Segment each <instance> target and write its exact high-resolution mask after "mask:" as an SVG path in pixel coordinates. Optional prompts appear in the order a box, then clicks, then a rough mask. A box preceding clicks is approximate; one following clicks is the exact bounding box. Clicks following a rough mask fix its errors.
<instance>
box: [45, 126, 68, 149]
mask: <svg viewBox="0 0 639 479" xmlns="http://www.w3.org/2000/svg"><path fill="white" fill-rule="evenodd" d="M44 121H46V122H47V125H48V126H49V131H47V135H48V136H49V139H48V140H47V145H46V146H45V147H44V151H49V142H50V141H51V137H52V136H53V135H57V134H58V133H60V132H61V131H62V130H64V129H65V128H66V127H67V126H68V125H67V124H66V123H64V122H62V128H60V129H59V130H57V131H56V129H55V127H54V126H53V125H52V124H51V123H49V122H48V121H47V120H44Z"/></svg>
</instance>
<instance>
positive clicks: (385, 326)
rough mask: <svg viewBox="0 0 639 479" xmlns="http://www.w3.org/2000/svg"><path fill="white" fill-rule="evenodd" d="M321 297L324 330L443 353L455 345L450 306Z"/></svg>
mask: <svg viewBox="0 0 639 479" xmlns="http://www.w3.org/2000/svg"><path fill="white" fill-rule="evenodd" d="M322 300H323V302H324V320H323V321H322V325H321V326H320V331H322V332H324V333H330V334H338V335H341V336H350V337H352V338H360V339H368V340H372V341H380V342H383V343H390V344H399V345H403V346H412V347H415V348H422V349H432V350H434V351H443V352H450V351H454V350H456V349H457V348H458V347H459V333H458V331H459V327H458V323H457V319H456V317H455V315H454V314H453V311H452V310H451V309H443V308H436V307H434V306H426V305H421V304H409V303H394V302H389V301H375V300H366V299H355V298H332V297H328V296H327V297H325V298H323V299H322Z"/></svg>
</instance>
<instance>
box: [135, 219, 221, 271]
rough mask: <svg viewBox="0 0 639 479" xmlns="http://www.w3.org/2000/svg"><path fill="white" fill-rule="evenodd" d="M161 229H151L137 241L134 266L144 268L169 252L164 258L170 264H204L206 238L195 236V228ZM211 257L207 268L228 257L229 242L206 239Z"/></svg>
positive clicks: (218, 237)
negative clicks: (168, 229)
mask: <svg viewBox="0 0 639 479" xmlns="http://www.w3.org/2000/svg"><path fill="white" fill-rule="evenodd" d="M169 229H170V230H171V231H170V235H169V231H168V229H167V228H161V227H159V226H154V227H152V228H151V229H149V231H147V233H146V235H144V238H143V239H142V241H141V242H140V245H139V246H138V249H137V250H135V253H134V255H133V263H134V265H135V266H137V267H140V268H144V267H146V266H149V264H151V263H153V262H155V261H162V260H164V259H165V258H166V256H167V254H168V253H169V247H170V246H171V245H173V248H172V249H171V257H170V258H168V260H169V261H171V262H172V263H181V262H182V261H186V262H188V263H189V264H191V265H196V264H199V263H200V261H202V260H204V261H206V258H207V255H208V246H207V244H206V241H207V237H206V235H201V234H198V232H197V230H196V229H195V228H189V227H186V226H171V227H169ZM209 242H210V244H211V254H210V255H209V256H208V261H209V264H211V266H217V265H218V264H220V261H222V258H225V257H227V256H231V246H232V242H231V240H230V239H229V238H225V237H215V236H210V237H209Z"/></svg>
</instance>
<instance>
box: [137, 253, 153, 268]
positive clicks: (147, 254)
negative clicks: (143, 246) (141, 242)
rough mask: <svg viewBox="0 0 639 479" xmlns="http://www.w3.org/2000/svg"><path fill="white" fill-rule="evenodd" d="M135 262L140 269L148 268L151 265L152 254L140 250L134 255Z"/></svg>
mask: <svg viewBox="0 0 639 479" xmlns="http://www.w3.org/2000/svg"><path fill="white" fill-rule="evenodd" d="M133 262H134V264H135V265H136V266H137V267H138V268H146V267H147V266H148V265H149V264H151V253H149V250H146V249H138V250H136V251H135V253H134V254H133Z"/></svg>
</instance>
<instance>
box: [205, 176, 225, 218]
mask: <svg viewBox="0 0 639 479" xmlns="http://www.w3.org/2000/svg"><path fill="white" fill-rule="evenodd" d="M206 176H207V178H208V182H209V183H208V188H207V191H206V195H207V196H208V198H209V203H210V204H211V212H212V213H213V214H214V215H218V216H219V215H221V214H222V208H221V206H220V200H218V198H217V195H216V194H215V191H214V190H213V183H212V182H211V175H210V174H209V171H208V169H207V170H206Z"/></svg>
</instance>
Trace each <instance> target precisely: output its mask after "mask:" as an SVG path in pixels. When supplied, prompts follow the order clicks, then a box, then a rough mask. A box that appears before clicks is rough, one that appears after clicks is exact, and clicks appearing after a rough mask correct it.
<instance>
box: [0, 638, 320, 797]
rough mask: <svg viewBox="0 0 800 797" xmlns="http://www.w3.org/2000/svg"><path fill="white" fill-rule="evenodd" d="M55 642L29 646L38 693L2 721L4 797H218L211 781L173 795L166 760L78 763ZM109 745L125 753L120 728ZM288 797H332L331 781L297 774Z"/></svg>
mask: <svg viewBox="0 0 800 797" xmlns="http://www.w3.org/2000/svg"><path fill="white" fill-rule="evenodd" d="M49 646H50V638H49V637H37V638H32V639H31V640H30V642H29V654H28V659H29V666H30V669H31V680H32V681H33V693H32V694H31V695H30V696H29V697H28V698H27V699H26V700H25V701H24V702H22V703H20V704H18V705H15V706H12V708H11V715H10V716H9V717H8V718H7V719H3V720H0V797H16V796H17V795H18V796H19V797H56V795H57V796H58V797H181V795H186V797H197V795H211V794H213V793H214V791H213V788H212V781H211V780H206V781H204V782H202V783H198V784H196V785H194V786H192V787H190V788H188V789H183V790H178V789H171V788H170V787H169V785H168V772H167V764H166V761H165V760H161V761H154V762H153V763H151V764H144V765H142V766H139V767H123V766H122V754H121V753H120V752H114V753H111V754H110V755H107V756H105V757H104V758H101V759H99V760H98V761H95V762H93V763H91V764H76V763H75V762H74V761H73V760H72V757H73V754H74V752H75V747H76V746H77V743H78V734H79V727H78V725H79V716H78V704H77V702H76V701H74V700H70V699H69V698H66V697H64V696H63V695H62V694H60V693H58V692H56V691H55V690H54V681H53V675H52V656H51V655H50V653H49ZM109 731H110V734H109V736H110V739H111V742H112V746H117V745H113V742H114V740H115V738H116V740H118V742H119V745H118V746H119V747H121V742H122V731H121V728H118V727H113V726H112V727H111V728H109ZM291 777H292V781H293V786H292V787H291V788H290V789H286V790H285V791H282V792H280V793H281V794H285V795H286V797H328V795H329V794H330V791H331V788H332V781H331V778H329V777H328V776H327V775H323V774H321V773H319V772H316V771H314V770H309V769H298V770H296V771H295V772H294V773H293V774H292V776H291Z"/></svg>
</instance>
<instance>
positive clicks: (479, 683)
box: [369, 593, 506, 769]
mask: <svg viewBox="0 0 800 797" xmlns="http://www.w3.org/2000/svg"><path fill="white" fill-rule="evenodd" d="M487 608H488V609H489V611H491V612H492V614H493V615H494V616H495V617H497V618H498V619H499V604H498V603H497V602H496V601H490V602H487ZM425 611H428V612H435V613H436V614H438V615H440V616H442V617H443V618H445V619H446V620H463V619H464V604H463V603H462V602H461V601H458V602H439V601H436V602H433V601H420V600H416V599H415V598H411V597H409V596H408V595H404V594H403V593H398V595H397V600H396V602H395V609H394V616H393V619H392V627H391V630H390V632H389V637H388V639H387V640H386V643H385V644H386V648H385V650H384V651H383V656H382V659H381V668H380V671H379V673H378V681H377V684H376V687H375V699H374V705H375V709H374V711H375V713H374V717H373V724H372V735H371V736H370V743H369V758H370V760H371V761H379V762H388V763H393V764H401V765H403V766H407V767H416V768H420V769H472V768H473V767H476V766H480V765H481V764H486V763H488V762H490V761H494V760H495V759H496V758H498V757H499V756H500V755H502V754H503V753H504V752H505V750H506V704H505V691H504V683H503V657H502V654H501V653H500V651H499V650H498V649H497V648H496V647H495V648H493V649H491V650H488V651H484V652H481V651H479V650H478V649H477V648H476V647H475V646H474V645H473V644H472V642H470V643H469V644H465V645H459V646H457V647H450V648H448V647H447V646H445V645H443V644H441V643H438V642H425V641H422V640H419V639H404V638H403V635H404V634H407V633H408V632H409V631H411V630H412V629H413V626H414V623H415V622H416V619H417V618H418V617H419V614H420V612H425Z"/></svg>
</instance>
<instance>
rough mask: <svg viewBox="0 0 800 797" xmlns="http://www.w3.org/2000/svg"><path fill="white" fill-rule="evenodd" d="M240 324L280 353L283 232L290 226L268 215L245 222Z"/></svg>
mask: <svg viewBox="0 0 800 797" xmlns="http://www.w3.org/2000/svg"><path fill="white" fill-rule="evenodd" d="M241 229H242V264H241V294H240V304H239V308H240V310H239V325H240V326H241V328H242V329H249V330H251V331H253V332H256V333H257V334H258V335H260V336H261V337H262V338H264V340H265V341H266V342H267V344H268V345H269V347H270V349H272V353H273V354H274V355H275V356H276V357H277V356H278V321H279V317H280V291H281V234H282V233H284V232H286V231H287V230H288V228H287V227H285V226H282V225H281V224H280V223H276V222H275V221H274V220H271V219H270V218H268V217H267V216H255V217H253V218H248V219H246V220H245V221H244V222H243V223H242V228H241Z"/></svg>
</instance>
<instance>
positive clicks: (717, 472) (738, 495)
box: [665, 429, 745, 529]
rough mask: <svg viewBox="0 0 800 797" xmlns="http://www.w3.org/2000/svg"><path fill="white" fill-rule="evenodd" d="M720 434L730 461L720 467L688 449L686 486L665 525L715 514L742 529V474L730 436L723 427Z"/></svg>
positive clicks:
■ ■ ■ ■ ■ ■ ■
BRIEF: Only the lines from the one containing "box: [665, 429, 745, 529]" through the end of the listing should be copied, and they should be copied exactly.

TASK RESPONSE:
box: [665, 429, 745, 529]
rough mask: <svg viewBox="0 0 800 797" xmlns="http://www.w3.org/2000/svg"><path fill="white" fill-rule="evenodd" d="M720 434L730 461L720 467L688 449L686 486L665 525L715 514L742 529V474L730 436L723 427Z"/></svg>
positive clicks:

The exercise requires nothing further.